## Quoted passage
-.-.-
Because our world spins so fast, with daily demands and responsibilities always seeming to pile up, it’s easy for me to conceive of rest as something I have to fight for. I think about my own personal need for rest, and my next thought is about how I can find a way to grant myself permission and time for rest. 


But … our concept and call to rest does not start with us. When we look to the Scriptures, we actually see that we are not the first to rest or delight in it. And part of the first step in letting the Word of God rewrite our understanding of rest is found in turning to the very beginning.


Read Genesis 1:1-2:3. Who is the first to rest in the Scriptures?



How is this rest described? (The description is brief, but dig into the few verses there to uncover some important truths.)



What does God call “good” throughout chapter 1?



Before you and I ever arrived on the scene, God was present. He loomed over creation in majesty, perfection, and completion. And in his creative power, life flows from him. His speech creates the entire universe, both everything you and I can see and everything we can’t. All of it was created by God. 


And this was work. This was God’s creative, powerful, life-giving work at the foundation of the world. At creation, God was working …. and it was good.


Do you often think of your work as good work? If so, what do you find to be good about it? If not, what keeps you from naming your work "good"?



What made God’s work “good” in Genesis 1-2?



God’s work was good, because God said it was good. As the greatest authority in the universe, God has the right, power, and position to name what is good and what is not. And he named his work “good” without caveats or qualifications. He didn’t say it was efficient work or meaningful work or important work. He said it was good work.
-.-.-
[Point-per-instance localization data]
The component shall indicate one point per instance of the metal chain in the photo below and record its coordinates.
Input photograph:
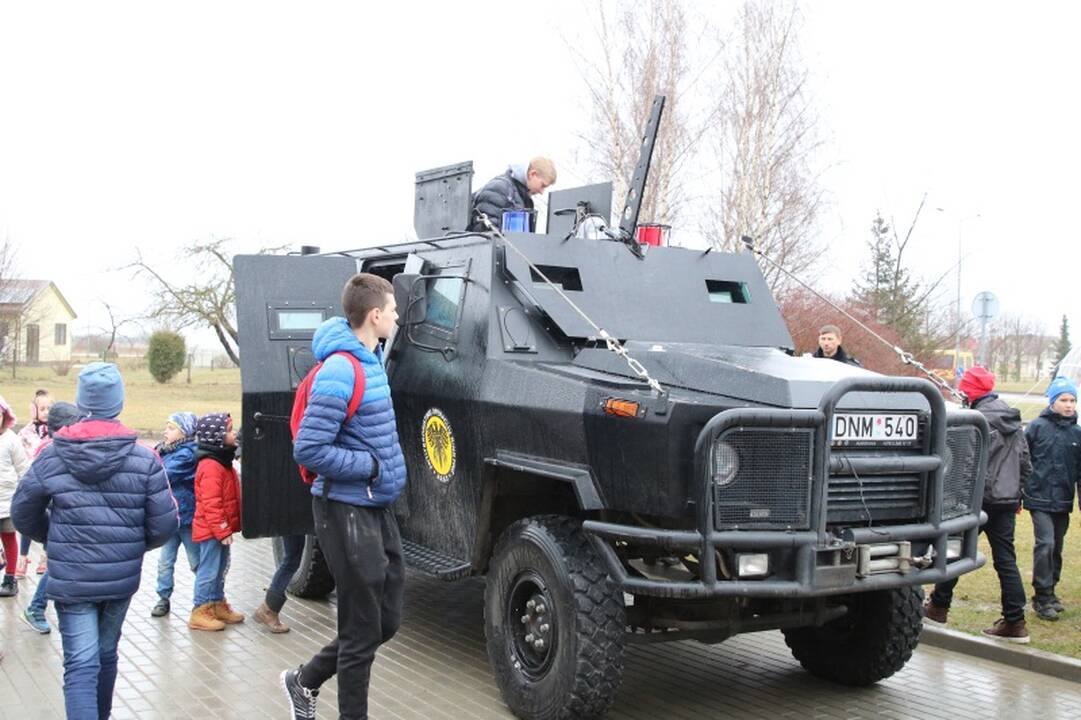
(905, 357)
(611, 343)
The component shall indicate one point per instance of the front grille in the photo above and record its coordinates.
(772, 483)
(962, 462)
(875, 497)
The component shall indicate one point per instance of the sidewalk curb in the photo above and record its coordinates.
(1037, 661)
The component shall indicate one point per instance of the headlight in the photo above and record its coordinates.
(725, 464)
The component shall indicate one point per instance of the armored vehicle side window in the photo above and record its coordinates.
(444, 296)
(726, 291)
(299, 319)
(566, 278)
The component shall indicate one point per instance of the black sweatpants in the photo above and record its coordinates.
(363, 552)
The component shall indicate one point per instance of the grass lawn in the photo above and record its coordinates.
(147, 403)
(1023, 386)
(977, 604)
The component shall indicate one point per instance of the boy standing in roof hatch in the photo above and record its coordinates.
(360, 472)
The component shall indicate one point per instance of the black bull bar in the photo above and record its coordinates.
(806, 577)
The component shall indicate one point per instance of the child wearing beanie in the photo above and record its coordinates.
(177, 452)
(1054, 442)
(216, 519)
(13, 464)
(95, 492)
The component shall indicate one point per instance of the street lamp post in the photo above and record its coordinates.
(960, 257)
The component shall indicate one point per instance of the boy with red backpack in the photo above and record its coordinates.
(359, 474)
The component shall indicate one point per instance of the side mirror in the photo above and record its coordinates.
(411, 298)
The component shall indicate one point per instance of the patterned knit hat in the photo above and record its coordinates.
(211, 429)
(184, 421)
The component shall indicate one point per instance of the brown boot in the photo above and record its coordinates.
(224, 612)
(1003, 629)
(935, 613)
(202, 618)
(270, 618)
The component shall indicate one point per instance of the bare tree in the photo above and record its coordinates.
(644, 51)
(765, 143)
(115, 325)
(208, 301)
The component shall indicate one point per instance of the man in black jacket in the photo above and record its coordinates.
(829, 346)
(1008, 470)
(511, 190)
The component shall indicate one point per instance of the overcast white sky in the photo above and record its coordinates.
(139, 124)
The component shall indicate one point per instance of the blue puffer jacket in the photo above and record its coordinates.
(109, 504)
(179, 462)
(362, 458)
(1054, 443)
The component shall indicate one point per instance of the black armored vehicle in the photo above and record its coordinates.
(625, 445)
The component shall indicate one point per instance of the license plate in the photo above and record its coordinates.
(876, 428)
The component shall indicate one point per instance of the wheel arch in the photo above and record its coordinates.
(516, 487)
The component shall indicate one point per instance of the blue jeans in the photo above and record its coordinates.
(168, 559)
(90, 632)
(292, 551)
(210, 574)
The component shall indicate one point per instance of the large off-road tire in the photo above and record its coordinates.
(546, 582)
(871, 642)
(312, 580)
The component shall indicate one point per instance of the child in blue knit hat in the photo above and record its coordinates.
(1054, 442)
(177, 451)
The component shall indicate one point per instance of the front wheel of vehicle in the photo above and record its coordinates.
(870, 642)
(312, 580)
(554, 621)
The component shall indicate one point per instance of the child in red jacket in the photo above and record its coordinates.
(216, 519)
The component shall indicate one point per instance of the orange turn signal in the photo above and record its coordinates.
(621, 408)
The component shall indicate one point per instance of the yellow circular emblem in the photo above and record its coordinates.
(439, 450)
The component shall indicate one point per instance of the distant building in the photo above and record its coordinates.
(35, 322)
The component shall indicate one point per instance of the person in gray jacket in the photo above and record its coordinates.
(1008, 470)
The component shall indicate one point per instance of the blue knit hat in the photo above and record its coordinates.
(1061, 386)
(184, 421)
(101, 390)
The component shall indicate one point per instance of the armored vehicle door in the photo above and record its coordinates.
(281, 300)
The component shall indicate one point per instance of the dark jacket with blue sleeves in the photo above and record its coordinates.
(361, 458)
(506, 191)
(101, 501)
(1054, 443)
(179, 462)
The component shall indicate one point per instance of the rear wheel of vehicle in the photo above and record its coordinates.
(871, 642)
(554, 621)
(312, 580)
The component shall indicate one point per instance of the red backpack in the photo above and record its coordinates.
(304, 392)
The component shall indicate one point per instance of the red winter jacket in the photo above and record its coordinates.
-.-.-
## Work instruction A
Answer these questions about the passage on rest:
(i) Which verses of Genesis does the passage ask the reader to read?
(ii) According to the passage, what creates the entire universe?
(iii) Which three kinds of work does the passage say God did not call his work?
## Work instruction B
Can you rewrite the passage on rest, starting at "Read Genesis 1:1-2:3." and ending at "throughout chapter 1?", with "Scriptures" changed to "Bible"?
## Work instruction C
How would the passage on rest go on after its final sentence? Write the next part.

## Response A
(i) Genesis 1:1-2:3
(ii) God's speech
(iii) Efficient work, meaningful work, and important work

## Response B
Read Genesis 1:1-2:3. Who is the first to rest in the Bible?



How is this rest described? (The description is brief, but dig into the few verses there to uncover some important truths.)



What does God call “good” throughout chapter 1?

## Response C
Friends, before we learn to rest, we must understand something: the work that God has called us to is good. Work is good (we’ll study this in depth later this week). If the highest King of the heavens can labor and work and call it good, then you and I need to know that our work today, the work he has put before us, regardless of how unimportant or unsatisfying it might be, is good. God did not work because he was required or constrained or obligated, but because it was good work to be done.


It can be easy for us to think of rest as a fight against the work we have to do. It’s natural to consider work and rest as enemies that oppose one another and duke it out for a place in our day and schedule. But this was not the case for Elohim (the Hebrew name used for God in Genesis). He worked with delight, and rested with delight. Both his work and his rest were good. 


How does this change your perspective on your work? On your rest?


PRAY & REFLECT

Thank God for his creative work in Genesis. Thank him that even work is good in his economy. Ask him to help you align your understanding of work and rest in such a way that it mirrors his.